§ **TESTO DELLA PAGINA**:
========
Il microbioma intestinale può essere utilizzato come biomarcatore per la diagnosi di carcinoma epatocellulare, rappresentando un importante strumento non invasivo per identificare precocemente questa malattia.
Sono queste le conclusioni cui è giunto un recente studio condotto da un gruppo di ricercatori cinesi, pubblicato con libero accesso sulle pagine della rivista Gut.
La sperimentazione, svolta anche con il contributo di un ricercatore europeo, dell’Università Cattolica di Louvain, ha cercato da prima di caratterizzare il microbioma intestinale in pazienti con carcinoma epatocellulare (HCC), successivamente ha valutato il suo potenziale come biomarcatore non invasivo per questa neoplasia.
========
Estratti dei dati
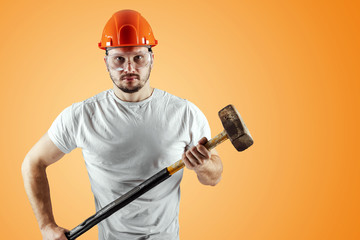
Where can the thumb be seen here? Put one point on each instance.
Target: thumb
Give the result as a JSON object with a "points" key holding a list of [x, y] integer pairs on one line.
{"points": [[203, 140]]}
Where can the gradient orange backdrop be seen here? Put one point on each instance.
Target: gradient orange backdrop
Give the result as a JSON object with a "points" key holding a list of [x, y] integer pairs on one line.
{"points": [[290, 67]]}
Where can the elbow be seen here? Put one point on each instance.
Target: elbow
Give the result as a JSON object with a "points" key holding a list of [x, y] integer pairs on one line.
{"points": [[30, 166]]}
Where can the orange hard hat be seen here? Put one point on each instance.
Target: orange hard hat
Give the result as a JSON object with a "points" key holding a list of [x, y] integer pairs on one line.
{"points": [[127, 28]]}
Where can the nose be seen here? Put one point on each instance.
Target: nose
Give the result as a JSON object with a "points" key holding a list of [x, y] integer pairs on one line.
{"points": [[129, 67]]}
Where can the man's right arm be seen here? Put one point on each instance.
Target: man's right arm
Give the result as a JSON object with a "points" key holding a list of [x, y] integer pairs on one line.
{"points": [[43, 154]]}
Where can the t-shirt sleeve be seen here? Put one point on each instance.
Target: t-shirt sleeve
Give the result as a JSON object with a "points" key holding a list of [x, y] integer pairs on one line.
{"points": [[62, 131], [198, 125]]}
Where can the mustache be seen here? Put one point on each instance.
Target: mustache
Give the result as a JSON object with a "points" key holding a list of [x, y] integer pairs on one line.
{"points": [[129, 75]]}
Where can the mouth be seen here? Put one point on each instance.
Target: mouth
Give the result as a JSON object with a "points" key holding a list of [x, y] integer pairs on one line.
{"points": [[129, 78]]}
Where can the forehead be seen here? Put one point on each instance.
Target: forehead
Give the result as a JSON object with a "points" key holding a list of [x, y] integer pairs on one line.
{"points": [[127, 49]]}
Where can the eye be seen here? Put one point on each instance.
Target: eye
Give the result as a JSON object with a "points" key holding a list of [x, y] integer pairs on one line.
{"points": [[138, 58], [119, 59]]}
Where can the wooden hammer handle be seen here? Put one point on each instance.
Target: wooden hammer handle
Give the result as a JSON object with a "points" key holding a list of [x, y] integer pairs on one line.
{"points": [[212, 143]]}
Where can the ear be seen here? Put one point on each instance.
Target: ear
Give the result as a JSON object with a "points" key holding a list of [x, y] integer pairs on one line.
{"points": [[152, 60], [106, 63]]}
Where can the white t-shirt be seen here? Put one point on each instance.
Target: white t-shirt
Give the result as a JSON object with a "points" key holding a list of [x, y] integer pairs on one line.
{"points": [[123, 144]]}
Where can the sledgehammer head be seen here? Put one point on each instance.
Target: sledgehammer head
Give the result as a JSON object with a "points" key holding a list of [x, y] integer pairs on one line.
{"points": [[235, 128]]}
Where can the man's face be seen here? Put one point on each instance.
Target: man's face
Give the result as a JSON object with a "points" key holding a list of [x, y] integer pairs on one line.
{"points": [[130, 78]]}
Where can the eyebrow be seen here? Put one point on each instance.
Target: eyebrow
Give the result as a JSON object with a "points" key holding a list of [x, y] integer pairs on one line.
{"points": [[126, 52]]}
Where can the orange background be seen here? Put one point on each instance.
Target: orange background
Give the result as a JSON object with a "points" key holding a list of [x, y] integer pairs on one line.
{"points": [[290, 67]]}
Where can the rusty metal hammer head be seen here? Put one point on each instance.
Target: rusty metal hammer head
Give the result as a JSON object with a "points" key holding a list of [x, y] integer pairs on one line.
{"points": [[235, 128]]}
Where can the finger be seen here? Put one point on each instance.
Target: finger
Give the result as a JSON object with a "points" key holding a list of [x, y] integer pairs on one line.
{"points": [[202, 149], [202, 141], [187, 163], [199, 157], [192, 158]]}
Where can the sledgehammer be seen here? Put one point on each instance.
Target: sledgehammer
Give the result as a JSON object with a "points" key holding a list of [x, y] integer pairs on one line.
{"points": [[234, 129]]}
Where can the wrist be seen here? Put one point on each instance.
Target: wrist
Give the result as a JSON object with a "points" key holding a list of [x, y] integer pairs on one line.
{"points": [[47, 226]]}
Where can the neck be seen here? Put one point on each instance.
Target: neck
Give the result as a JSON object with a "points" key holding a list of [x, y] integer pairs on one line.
{"points": [[138, 96]]}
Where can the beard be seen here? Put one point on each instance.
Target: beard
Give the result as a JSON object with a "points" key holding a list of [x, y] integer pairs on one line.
{"points": [[123, 86]]}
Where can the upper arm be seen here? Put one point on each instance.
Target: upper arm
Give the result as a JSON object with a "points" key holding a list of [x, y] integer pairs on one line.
{"points": [[44, 152]]}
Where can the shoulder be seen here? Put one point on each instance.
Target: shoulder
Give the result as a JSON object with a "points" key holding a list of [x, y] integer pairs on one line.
{"points": [[179, 104], [88, 105]]}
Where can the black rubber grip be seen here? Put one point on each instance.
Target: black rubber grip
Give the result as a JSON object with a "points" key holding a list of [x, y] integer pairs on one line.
{"points": [[118, 204]]}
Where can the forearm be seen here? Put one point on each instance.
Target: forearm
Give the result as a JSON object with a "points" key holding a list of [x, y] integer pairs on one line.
{"points": [[38, 191], [210, 172]]}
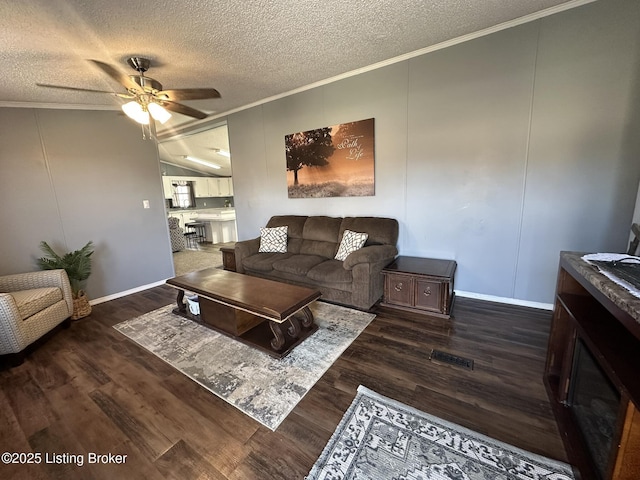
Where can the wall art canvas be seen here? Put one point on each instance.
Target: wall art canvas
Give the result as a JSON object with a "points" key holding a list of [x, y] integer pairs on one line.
{"points": [[336, 161]]}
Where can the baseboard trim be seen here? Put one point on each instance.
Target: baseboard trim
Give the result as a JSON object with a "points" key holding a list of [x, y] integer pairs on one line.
{"points": [[126, 292], [510, 301]]}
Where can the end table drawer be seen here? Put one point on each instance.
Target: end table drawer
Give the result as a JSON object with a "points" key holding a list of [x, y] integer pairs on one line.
{"points": [[399, 289], [428, 295]]}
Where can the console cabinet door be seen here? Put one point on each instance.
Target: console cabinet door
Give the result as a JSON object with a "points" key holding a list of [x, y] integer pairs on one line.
{"points": [[399, 289], [428, 295]]}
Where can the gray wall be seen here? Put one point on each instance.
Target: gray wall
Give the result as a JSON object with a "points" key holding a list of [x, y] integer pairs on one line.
{"points": [[71, 176], [499, 152]]}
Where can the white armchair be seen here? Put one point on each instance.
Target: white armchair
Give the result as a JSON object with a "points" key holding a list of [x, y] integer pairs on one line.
{"points": [[32, 304]]}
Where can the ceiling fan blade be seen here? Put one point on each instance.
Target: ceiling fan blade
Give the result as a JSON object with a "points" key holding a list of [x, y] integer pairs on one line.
{"points": [[183, 109], [77, 89], [119, 77], [72, 88], [189, 94]]}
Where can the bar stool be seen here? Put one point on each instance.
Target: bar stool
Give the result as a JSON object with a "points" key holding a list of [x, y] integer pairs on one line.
{"points": [[198, 230]]}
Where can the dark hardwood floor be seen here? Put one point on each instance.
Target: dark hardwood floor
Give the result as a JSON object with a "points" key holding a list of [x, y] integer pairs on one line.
{"points": [[90, 389]]}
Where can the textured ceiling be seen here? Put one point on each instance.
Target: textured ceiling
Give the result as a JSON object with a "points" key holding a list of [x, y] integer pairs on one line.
{"points": [[248, 50]]}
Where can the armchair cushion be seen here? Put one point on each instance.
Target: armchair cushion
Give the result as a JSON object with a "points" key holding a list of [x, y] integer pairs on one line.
{"points": [[36, 299], [32, 304]]}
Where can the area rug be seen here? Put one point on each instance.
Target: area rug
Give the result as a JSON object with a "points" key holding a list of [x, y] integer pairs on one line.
{"points": [[381, 438], [186, 261], [265, 388]]}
========
§ **IL TUO OBIETTIVO**:
Restituisci, senza alcuna modifica, il passo del testo sul microbioma intestinale compreso tra "Sono queste le" e "per questa neoplasia.", entrambi inclusi.

§ **SOLUZIONE DEL COMPITO**:
Sono queste le conclusioni cui è giunto un recente studio condotto da un gruppo di ricercatori cinesi, pubblicato con libero accesso sulle pagine della rivista Gut.
La sperimentazione, svolta anche con il contributo di un ricercatore europeo, dell’Università Cattolica di Louvain, ha cercato da prima di caratterizzare il microbioma intestinale in pazienti con carcinoma epatocellulare (HCC), successivamente ha valutato il suo potenziale come biomarcatore non invasivo per questa neoplasia.